→ SELECTED EXCERPT
A New York City Subway employee in Manhattan. Photo: Tom Williams/CQ-Roll Call, Inc via Getty Images
New York Gov. Kathy Hochul announced Wednesday that face masks will no longer be required on mass public transit.
The big picture: New York will now resemble other mass transit systems across the country, which changed their own COVID-19 face mask rules after a federal judge overturned the nationwide mask mandate for transportation, the New York Times reports.
Driving the news: Hochul announced the decision Wednesday, saying masks will be "optional in some places where they had previously been required."
- This includes the New York subway system and homeless shelters, per the New York Times.
- "Masks are encouraged, but optional," reads a post shared by Hochul. "Let's respect each other's choices."
- Masks will still be required at "state-regulated health care facilities" and in clinical settings, including hospitals and nursing homes, Hochul said.

→ Stored items
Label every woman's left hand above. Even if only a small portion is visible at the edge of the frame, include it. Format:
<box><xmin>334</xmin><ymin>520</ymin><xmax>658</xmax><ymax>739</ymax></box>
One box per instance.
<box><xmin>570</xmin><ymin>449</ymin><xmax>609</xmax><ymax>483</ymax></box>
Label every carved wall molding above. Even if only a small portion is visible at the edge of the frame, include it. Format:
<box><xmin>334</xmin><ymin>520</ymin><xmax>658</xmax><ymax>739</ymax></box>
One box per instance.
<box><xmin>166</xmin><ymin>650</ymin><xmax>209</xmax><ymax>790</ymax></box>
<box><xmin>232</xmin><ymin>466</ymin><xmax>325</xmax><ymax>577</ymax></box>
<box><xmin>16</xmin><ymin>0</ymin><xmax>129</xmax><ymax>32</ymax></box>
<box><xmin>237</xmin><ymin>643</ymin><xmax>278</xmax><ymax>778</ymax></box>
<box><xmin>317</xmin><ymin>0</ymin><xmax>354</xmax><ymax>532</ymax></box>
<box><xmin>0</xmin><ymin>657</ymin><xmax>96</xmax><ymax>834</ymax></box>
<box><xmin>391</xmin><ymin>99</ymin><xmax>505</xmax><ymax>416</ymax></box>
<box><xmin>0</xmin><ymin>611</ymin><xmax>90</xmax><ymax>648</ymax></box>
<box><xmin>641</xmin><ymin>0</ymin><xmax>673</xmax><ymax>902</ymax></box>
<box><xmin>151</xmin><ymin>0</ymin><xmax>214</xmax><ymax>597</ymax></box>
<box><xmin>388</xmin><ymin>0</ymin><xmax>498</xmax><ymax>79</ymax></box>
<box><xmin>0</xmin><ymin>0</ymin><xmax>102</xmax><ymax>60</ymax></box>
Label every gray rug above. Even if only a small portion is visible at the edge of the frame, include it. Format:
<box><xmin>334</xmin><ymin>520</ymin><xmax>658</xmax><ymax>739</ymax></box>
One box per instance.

--

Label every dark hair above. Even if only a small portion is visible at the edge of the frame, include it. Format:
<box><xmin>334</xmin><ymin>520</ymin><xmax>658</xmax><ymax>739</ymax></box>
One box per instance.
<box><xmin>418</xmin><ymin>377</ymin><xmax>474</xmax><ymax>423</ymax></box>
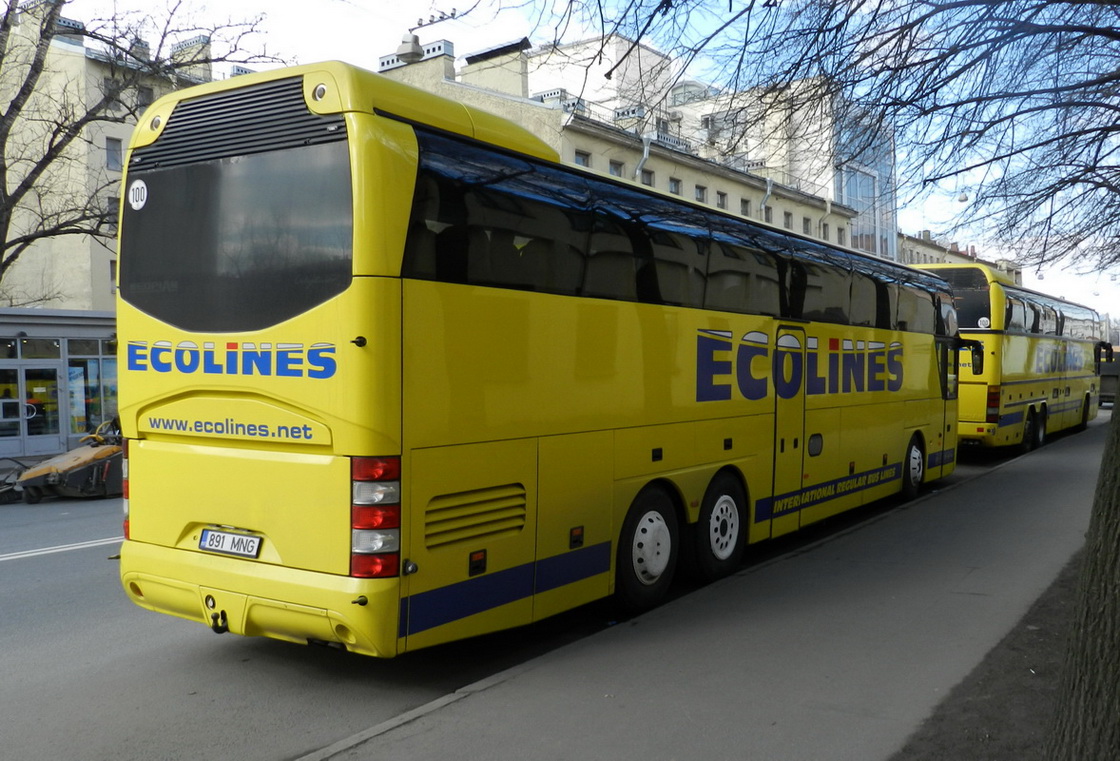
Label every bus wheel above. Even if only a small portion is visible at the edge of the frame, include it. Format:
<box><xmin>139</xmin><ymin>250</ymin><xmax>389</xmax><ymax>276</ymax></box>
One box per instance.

→ PROBLEM REQUIREMENTS
Extend the article on New York dropping its mask requirement for mass transit, picking up after its final sentence. The items are material separate from the article.

→ EXERCISE ANSWER
State of play: New York's COVID-19 infections have been dropping and remain stable, Bloomberg reports.
- “We haven’t seen any spikes, and also people are getting back to work, back to school,” the governor said, according to Bloomberg.
- “We are seeing major declines in hospitalizations,” Hochul said, per NYT. “We have to restore some normalcy to our lives.”
Flashback: Hochul had been expected to change the COVID requirements for months now, NBC New York reports.
- The governor said in mid-April that the mask requirements wouldn't last too much longer. A surge of omicron variant cases kept the requirement in place, Axios previously reported.